---------- EXCERPTED RECORDS ----------
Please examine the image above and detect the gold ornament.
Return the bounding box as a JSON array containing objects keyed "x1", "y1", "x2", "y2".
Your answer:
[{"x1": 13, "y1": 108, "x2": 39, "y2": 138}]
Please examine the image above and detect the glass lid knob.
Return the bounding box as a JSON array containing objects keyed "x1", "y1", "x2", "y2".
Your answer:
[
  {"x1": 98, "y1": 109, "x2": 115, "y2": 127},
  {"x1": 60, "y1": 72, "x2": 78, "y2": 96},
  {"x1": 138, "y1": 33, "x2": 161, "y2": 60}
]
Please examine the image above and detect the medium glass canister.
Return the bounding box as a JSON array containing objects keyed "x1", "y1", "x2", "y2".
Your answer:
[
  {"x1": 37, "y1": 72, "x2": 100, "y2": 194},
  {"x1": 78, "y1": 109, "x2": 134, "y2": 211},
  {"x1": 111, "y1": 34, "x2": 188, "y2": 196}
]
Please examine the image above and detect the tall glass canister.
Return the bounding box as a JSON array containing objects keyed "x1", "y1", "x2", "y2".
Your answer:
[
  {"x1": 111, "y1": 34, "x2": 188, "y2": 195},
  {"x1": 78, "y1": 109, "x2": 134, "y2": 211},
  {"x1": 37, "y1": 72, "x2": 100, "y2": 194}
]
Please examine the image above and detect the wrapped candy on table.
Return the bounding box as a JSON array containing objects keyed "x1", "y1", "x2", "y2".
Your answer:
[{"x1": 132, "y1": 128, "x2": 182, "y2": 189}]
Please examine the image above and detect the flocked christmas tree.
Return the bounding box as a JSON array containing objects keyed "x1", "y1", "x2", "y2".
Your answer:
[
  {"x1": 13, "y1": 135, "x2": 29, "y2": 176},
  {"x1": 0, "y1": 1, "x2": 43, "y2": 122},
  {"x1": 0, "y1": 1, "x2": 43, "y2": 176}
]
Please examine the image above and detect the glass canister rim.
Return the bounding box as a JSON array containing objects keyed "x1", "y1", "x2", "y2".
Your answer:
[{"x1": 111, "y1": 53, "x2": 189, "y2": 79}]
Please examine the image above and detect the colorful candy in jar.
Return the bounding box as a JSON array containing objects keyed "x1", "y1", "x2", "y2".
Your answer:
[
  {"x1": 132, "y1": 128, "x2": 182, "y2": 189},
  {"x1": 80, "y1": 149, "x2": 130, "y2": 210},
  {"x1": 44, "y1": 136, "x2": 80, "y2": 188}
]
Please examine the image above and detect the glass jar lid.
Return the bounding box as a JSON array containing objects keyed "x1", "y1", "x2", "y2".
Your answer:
----------
_THE TASK_
Reproduce the listing above in full, swapping every "JSON array" for "JSON list" and leaving all other text unchanged.

_TASK ANSWER_
Please examine the image above and detect the gold ornament.
Return the bounding box as a JSON list containing objects keyed "x1", "y1", "x2", "y2".
Your answer:
[{"x1": 13, "y1": 108, "x2": 39, "y2": 138}]
Please examine the image above and detect the glass lid knob.
Return the bounding box as a JSON list containing objects keyed "x1", "y1", "x2", "y2".
Your answer:
[
  {"x1": 98, "y1": 109, "x2": 115, "y2": 127},
  {"x1": 60, "y1": 72, "x2": 78, "y2": 96},
  {"x1": 138, "y1": 33, "x2": 161, "y2": 60}
]
Please examine the image above and detect the medium glass canister.
Return the bounding box as a JSON list containing objects keyed "x1", "y1", "x2", "y2".
Your answer:
[
  {"x1": 37, "y1": 72, "x2": 100, "y2": 194},
  {"x1": 78, "y1": 109, "x2": 134, "y2": 211},
  {"x1": 111, "y1": 34, "x2": 188, "y2": 196}
]
Please examine the image above and detect the tall glass canister.
Return the bounding box as a JSON list containing objects keyed "x1", "y1", "x2", "y2".
Your answer:
[
  {"x1": 111, "y1": 34, "x2": 188, "y2": 195},
  {"x1": 78, "y1": 109, "x2": 134, "y2": 211},
  {"x1": 37, "y1": 72, "x2": 100, "y2": 194}
]
Please examine the image above and detect the wrapped candy on table.
Return the bounding box as a JSON list containing objects keyed "x1", "y1", "x2", "y2".
Your answer:
[{"x1": 132, "y1": 128, "x2": 182, "y2": 189}]
Please examine the image above and detect the flocked christmas tree.
Return the bounding box as a JSON list containing objects keyed "x1", "y1", "x2", "y2".
Your answer:
[
  {"x1": 13, "y1": 135, "x2": 29, "y2": 176},
  {"x1": 0, "y1": 1, "x2": 43, "y2": 122},
  {"x1": 0, "y1": 1, "x2": 43, "y2": 176}
]
Please examine the image above and detect the glass canister rim.
Return the bounding box as a JSON list containing objects keyed "x1", "y1", "x2", "y2".
Your answer:
[{"x1": 111, "y1": 53, "x2": 189, "y2": 79}]
Please examine the image above and detect the colorful candy in jar.
Return the bounding box as a JSON list containing objects keyed "x1", "y1", "x2", "y2".
Your answer:
[
  {"x1": 132, "y1": 128, "x2": 182, "y2": 189},
  {"x1": 80, "y1": 149, "x2": 130, "y2": 210},
  {"x1": 44, "y1": 136, "x2": 80, "y2": 188}
]
Please examine the image above and detect the glass jar lid.
Return the bounding box as a JSON list containing objects keyed "x1", "y1", "x2", "y2".
Your answer:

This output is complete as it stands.